§ **WRITTEN EXERCISE 1**:
Repeat word for word the passage of the Sessions border visit report from "As Sessions' motorcade" to "Arizona and California.".
§ **WRITTEN EXERCISE 2**:
Go on with the news report on Sessions' New Mexico border visit from the point where it stops.

LAS CRUCES, N.M. (AP) - As thousands of National Guard troops deploy to the Mexico border, U.S. Attorney General Jeff Sessions brought his tough stance on immigration enforcement to New Mexico on Wednesday, telling border sheriffs that cracking down on illegal crossings and drug smuggling is necessary to build a lawful immigration system.

Sessions ticked off stories about smugglers being caught with opioids and cocaine at the U.S.-Mexico border and legal loopholes that have encouraged more immigrants to make the journey.

"This is not acceptable. It cannot continue," he said. "No one can defend the way the system is working today."

Outside, dozens of immigrant rights activists protested Sessions' visit, once again rejecting his previous characterization of the border region as "ground zero" in the Trump administration's fight against cartels and human traffickers.

"He was wrong then, and he is wrong now." said Fernando Garcia, executive director of the Border Network for Human Rights in El Paso, just south of Las Cruces.

As Sessions' motorcade arrived, the group chanted in Spanish and waved signs against the proposed border wall and the deployment of National Guard troops to the region

Sessions was speaking in Las Cruces at the Texas Border Sheriff's Coalition annual spring meeting with the Southwestern Border Sheriff's Coalition, which includes 31 sheriff's departments from Texas, New Mexico, Arizona and California.

The departments patrol areas located within 25 miles (40 kilometers) of the border.

§ **SUPPLIED INFORMATION**:

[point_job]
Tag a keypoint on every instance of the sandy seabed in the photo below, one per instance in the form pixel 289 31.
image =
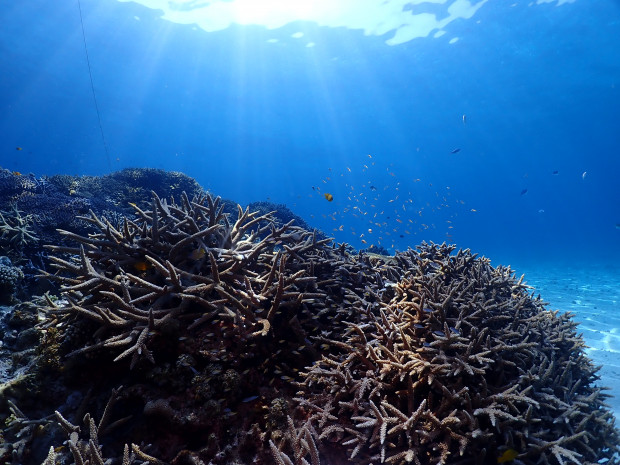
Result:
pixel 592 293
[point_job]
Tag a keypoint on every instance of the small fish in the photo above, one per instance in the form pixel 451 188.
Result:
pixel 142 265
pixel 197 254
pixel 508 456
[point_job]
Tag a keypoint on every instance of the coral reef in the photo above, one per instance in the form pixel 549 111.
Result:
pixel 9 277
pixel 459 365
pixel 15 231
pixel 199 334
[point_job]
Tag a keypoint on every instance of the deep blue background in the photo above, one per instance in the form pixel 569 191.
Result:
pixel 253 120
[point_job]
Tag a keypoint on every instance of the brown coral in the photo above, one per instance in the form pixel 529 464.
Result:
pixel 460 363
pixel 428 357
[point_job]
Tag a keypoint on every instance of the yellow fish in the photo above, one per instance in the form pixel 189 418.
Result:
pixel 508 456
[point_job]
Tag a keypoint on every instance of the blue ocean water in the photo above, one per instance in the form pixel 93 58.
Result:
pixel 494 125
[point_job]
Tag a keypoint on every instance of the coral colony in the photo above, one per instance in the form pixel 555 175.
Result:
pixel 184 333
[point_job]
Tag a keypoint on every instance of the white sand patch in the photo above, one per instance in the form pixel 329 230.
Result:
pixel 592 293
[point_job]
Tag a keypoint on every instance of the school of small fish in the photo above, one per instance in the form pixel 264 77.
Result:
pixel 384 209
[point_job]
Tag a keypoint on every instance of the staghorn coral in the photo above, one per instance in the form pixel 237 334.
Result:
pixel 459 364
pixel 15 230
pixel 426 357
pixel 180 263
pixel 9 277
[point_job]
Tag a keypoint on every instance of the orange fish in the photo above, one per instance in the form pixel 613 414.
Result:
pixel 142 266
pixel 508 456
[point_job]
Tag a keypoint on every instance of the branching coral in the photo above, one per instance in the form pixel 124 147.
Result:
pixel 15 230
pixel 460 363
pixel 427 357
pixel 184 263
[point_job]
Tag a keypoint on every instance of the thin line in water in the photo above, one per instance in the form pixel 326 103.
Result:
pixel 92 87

§ **EXERCISE ANSWER 1**:
As Sessions' motorcade arrived, the group chanted in Spanish and waved signs against the proposed border wall and the deployment of National Guard troops to the region

Sessions was speaking in Las Cruces at the Texas Border Sheriff's Coalition annual spring meeting with the Southwestern Border Sheriff's Coalition, which includes 31 sheriff's departments from Texas, New Mexico, Arizona and California.

§ **EXERCISE ANSWER 2**:
Sessions' trip to Las Cruces, a small city about an hour north of the border, comes as construction begins nearby on 20 miles (32 kilometers) of steel fencing that officials say is a part of Trump's promised wall.

U.S. Customs and Border Protection officials say the heightened barrier will be harder to get over, under and through than the old post and rail barriers that line the stretch of sprawling desert west of the Santa Teresa border crossing.

Citing a crisis on the border, Sessions has issued an order directing federal prosecutors to put more emphasis on charging people with illegal entry.

He took another swipe Wednesday at sanctuary cities, telling the sheriffs that it's "illogical and insane" that a person can enter the country illegally on Monday and make their way to San Francisco by Wednesday and not be deported.

Sessions said the crisis has been allowed to fester for decades while politicians made promised but did nothing to fix the system.

A 37 percent increase in illegal border crossings in March brought more than 50,000 immigrants into the United States. It was triple the number of reported illegal border crossings in the same period last year.

It was still far lower, however, than the surges during the last years of the Obama administration and prior decades.

The attorney general's "zero-tolerance" involving border crossings calls for prosecuting people who are caught illegally entering the United States for the first time. In the past, such offenses were treated as misdemeanors.

He also set quotas for immigration judges to reduce enormous court backlogs, saying they must complete 700 cases a year to earn a satisfactory grade. The quotas take effect Oct. 1.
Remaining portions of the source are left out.